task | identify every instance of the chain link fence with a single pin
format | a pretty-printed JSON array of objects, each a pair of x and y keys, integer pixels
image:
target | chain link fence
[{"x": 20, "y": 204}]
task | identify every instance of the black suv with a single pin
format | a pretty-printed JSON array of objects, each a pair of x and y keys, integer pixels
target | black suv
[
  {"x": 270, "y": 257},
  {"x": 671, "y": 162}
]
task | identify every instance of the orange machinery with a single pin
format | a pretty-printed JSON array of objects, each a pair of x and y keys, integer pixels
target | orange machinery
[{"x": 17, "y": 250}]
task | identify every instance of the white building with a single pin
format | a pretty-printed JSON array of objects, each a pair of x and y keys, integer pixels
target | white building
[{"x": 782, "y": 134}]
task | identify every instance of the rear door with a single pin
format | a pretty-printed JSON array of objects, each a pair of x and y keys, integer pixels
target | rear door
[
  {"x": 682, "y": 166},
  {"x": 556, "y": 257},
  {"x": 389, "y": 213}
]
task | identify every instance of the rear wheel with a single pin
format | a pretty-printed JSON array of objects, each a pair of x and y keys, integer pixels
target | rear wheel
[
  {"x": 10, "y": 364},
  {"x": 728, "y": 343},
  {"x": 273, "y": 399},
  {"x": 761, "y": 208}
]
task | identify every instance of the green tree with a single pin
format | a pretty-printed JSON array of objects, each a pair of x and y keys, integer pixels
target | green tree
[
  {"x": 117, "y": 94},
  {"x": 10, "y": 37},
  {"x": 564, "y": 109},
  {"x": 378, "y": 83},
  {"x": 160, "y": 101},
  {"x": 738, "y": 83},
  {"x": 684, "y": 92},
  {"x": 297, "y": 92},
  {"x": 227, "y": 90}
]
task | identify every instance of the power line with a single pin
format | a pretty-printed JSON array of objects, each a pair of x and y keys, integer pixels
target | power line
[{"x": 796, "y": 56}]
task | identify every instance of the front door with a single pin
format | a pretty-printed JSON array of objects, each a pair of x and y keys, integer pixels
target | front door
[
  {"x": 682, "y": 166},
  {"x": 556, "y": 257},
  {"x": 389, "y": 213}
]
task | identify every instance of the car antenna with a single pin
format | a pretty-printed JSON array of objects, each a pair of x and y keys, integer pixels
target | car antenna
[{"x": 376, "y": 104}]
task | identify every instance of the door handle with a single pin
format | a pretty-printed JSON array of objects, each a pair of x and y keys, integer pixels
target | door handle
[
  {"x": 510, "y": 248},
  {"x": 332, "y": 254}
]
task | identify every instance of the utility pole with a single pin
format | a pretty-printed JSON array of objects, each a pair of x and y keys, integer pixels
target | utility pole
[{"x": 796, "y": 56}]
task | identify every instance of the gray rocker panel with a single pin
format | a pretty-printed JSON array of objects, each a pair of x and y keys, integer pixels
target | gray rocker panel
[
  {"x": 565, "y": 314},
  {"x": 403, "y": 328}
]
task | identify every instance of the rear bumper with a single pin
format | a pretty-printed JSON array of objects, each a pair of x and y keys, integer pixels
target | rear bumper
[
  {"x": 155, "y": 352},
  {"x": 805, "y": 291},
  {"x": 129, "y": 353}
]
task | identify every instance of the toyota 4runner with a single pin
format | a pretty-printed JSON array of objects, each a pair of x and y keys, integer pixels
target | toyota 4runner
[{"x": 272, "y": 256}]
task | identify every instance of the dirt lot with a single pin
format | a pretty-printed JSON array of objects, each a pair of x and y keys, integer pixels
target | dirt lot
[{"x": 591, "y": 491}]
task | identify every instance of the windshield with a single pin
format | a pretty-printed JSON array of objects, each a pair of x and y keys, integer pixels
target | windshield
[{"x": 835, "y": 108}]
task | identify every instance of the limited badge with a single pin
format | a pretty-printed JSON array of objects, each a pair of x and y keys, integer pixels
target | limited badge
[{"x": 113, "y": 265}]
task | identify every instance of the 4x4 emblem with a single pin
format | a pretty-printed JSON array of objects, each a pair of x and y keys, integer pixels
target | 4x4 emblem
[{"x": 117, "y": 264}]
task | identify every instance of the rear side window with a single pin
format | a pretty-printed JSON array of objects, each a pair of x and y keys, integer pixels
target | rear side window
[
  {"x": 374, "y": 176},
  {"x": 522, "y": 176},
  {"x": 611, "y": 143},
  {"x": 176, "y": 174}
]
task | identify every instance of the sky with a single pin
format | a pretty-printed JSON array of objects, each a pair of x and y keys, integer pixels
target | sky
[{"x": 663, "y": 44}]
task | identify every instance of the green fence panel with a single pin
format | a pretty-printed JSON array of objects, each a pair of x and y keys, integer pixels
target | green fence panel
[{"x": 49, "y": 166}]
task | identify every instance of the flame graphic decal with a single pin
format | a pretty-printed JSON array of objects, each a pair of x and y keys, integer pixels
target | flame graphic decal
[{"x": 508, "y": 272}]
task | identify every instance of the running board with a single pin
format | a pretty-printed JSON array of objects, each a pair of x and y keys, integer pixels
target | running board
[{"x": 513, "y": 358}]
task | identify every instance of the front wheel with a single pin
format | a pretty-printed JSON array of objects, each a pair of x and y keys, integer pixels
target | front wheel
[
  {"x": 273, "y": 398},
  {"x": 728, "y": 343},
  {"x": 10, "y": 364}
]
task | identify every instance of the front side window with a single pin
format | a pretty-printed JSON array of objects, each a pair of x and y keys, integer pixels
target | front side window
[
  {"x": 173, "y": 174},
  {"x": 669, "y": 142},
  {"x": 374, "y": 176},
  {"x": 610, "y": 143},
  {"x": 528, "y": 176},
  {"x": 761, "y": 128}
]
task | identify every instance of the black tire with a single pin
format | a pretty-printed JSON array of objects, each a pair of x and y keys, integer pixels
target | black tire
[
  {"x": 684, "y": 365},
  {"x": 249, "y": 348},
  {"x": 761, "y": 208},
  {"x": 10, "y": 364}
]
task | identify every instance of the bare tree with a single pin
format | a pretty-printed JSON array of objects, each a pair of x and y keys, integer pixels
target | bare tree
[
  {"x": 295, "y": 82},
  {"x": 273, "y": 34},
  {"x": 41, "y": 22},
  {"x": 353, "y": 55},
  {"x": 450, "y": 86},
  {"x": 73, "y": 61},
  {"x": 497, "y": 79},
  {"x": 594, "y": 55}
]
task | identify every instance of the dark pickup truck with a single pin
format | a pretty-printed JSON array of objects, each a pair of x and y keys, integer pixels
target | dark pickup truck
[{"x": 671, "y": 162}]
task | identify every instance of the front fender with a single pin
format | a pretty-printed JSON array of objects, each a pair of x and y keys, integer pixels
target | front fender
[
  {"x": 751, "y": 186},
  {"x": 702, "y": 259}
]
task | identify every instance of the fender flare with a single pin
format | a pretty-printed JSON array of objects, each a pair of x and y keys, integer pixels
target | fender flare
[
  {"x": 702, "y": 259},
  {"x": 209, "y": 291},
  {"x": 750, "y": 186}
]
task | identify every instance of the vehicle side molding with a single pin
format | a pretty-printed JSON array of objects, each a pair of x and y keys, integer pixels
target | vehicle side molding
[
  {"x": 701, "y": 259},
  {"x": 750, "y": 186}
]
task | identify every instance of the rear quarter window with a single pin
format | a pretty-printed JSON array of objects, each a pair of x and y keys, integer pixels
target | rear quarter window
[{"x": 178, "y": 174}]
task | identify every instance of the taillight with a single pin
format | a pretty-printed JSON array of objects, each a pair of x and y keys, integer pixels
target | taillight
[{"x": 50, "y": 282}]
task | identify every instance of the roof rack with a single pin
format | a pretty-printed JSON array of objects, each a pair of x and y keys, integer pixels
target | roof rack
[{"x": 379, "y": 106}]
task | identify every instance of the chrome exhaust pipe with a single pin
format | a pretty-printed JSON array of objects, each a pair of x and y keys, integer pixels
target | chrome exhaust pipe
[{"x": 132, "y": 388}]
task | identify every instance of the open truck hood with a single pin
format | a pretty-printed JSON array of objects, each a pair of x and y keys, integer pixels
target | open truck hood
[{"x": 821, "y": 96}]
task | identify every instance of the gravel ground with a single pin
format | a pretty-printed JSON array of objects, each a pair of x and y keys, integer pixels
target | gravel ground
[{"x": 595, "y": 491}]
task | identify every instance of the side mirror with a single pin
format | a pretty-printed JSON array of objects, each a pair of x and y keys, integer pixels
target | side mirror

----

● Tarefa proposta: Repita sem nenhuma alteração as linhas dos registros acima, começando pela linha que contém "task | identify every instance of the side" e terminando no fim dos registros.

● Resposta abaixo:
task | identify every instance of the side mirror with a single pin
format | a pretty-printed JSON array of objects, each a pair of x and y keys, integer pixels
target | side mirror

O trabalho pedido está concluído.